● Text segment:
+++
= Ordinal regression =

Regression analysis for modeling ordinal data

In statistics, ordinal regression, also called ordinal classification, is a type of regression analysis used for predicting an ordinal variable, i.e. a variable whose value exists on an arbitrary scale where only the relative ordering between different values is significant. It can be considered an intermediate problem between regression and classification. Examples of ordinal regression are ordered logit and ordered probit. Ordinal regression turns up often in the social sciences, for example in the modeling of human levels of preference (on a scale from, say, 1–5 for "very poor" through "excellent"), as well as in information retrieval. In machine learning, ordinal regression may also be called ranking learning. (Note: Not to be confused with learning to rank.)

==Linear models for ordinal regression==
Ordinal regression can be performed using a generalized linear model (GLM) that fits both a coefficient vector and a set of thresholds to a dataset. Suppose one has a set of observations, represented by length-p vectors x_{1} through x_{n}, with associated responses y_{1} through y_{n}, where each y_{i} is an ordinal variable on a scale 1, ..., K. For simplicity, and without loss of generality, we assume y is a non-decreasing vector, that is, y_{i} $\le$ y_{i+1}. To this data, one fits a length-p coefficient vector w and a set of thresholds θ_{1}, ..., θ_{K−1} with the property that θ_{1} < θ_{2} < ... < θ_{K−1}. This set of thresholds divides the real number line into K disjoint segments, corresponding to the K response levels.
+++
● What you have to do: Write out the stretch of the ordinal regression text from "In statistics, ordinal" through "learning to rank.)", word for word. The items that come after the ordinal regression text play no part in what is asked here.

● Information supplied:
+++
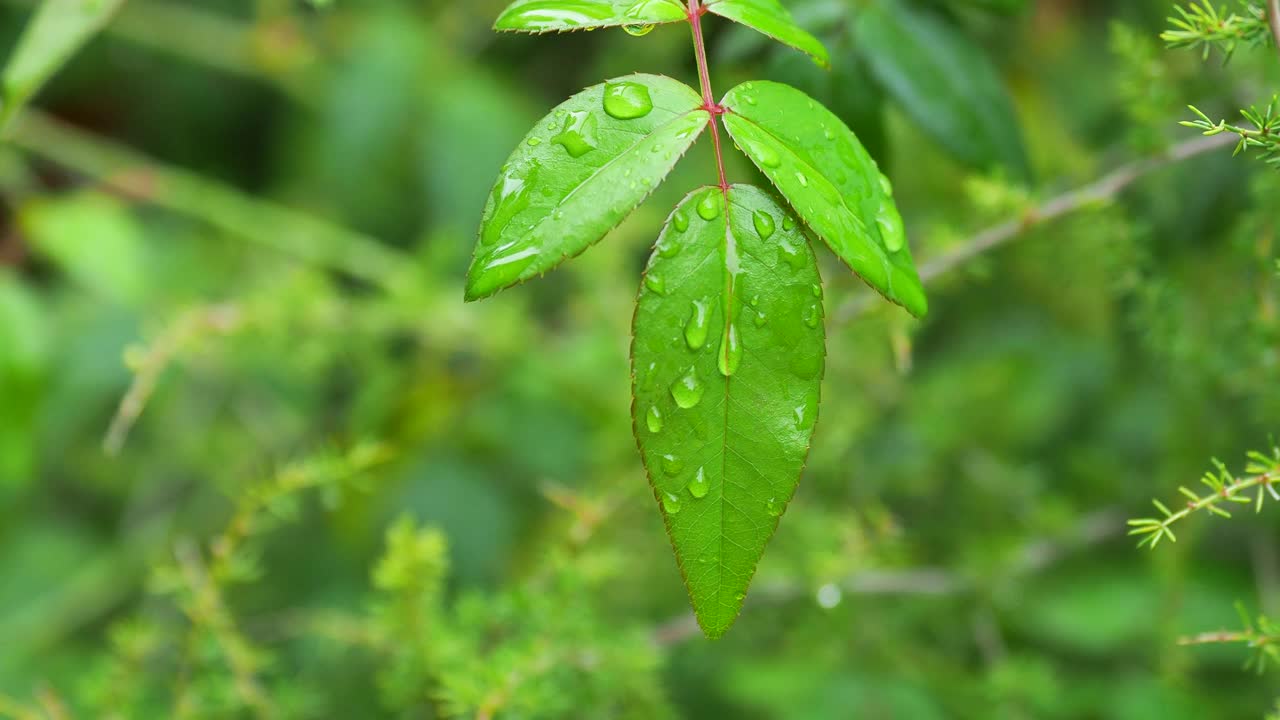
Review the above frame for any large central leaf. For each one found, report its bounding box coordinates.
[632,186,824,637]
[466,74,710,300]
+++
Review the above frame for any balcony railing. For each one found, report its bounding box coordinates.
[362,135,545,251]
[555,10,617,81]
+++
● The output:
In statistics, ordinal regression, also called ordinal classification, is a type of regression analysis used for predicting an ordinal variable, i.e. a variable whose value exists on an arbitrary scale where only the relative ordering between different values is significant. It can be considered an intermediate problem between regression and classification. Examples of ordinal regression are ordered logit and ordered probit. Ordinal regression turns up often in the social sciences, for example in the modeling of human levels of preference (on a scale from, say, 1–5 for "very poor" through "excellent"), as well as in information retrieval. In machine learning, ordinal regression may also be called ranking learning. (Note: Not to be confused with learning to rank.)